THE TASK >>
Beginning at the line that contains "Find the roadside", return every remaining line of the data below exactly; return nothing before it.

[Data items]
┌────────
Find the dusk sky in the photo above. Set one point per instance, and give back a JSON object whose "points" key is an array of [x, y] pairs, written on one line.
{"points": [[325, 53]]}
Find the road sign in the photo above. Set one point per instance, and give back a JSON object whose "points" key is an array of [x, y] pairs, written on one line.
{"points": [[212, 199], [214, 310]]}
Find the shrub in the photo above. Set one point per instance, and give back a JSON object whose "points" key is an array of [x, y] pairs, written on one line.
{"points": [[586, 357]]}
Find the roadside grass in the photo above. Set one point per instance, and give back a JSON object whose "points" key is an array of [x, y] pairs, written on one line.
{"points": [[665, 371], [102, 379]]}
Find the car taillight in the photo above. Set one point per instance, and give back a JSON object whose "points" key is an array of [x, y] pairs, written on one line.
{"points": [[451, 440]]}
└────────
EXPECTED OUTPUT >>
Find the roadside grass in the photo above. Set one point per instance, and give back a JSON object whose "points" key is an array of [x, y] pairs, written on one line.
{"points": [[665, 371], [102, 379]]}
Find the car taillight in the photo above. Set one point per instance, and give back a JSON object whose "points" key is an array of [x, y] pairs, written on one line.
{"points": [[451, 440]]}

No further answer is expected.